## Task objective
Extract every line of the data below that contains the string "dried", matching case exactly.
::::
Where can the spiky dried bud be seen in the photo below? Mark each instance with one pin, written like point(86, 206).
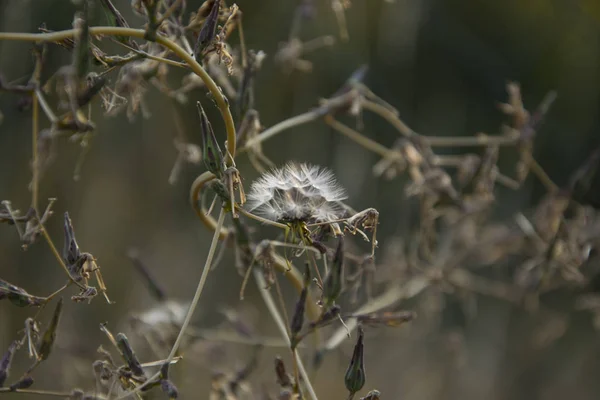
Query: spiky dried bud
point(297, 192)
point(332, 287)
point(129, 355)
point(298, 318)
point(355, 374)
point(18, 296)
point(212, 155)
::::
## Task output
Where can the spiky dried bud be seen in the photo below? Mark each instance with one pin, written like point(86, 206).
Query: spiky dried bud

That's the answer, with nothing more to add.